▸ **Da svolgere**:
**A)** Riporta la parte dell'estratto compresa tra "Ormai sono in" e "dal manifestarsi apertamente.", estremi inclusi, sostituendo "sondaggi" con "rilevazioni".
**B)** Riscrivi come elenco puntato il paragrafo dell'estratto che inizia con "La frattura fra il ceto intellettuale", conservandone i fatti principali.

▸ **Estratto**:
========================
Ormai sono in una spirale: più la realtà li ignora, più loro la detestano. Un fallimento politico macroscopico
La frattura fra il ceto intellettuale e il comune sentire del paese non è mai stata così larga e profonda come in questo 2018. Figlio di un risultato elettorale molto netto, il governo gialloverde continua a godere di ottimi sondaggi. La politica migratoria del ministro Salvini, in particolare, incontra il consenso di un’ampia maggioranza degli italiani. Ma i quotidiani principali, le università, i luoghi della cultura sono pressoché unanimi nell’opporsi duramente al gabinetto Conte, al Movimento 5 stelle, e ancor di più alla Lega. E se da quelle parti c’è qualcuno di diverso avviso - e ci sarà pure - si guarda bene dal manifestarsi apertamente.
========================
▸ **Righe di dati**:
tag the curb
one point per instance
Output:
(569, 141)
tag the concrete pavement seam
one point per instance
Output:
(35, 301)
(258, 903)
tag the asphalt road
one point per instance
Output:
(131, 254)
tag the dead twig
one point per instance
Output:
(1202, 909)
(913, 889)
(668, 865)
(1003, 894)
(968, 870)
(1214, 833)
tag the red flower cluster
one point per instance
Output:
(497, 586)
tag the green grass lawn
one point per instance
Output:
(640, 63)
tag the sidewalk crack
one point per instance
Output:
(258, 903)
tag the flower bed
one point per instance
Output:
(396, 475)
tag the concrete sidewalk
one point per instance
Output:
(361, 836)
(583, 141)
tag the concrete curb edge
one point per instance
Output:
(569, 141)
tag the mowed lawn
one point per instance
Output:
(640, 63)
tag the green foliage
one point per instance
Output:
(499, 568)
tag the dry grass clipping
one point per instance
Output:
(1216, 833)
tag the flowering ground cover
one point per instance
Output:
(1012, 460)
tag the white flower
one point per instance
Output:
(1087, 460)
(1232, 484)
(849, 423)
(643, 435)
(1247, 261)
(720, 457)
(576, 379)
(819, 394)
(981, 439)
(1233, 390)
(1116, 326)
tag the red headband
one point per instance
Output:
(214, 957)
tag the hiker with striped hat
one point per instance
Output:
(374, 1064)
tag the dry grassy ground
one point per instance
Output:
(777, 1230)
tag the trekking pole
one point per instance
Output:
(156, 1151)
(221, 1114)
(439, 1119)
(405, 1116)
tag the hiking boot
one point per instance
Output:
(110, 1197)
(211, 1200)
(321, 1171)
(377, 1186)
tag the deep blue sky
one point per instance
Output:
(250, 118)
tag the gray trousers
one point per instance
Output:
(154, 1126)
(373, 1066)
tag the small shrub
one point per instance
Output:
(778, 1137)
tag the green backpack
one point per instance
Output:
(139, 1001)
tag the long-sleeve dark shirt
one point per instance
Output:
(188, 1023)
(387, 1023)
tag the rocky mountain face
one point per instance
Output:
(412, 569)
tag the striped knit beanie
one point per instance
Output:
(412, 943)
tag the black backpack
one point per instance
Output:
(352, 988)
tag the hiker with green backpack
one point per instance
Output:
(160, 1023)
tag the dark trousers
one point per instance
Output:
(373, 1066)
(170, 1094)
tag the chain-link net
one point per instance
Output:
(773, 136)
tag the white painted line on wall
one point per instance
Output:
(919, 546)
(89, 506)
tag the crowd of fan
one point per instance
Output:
========================
▸ **Soluzioni**:
**A)**
Ormai sono in una spirale: più la realtà li ignora, più loro la detestano. Un fallimento politico macroscopico
La frattura fra il ceto intellettuale e il comune sentire del paese non è mai stata così larga e profonda come in questo 2018. Figlio di un risultato elettorale molto netto, il governo gialloverde continua a godere di ottimi rilevazioni. La politica migratoria del ministro Salvini, in particolare, incontra il consenso di un’ampia maggioranza degli italiani. Ma i quotidiani principali, le università, i luoghi della cultura sono pressoché unanimi nell’opporsi duramente al gabinetto Conte, al Movimento 5 stelle, e ancor di più alla Lega. E se da quelle parti c’è qualcuno di diverso avviso - e ci sarà pure - si guarda bene dal manifestarsi apertamente.

**B)**
- Nel 2018 la frattura tra il ceto intellettuale e il comune sentire del paese è più larga e profonda che mai.
- Il governo gialloverde, nato da un risultato elettorale molto netto, continua a godere di ottimi sondaggi.
- La politica migratoria del ministro Salvini ha il consenso di un'ampia maggioranza degli italiani.
- I quotidiani principali, le università e i luoghi della cultura si oppongono duramente e quasi all'unanimità al gabinetto Conte, al Movimento 5 stelle e ancor di più alla Lega.
- Chi in quegli ambienti la pensa diversamente evita di manifestarsi apertamente.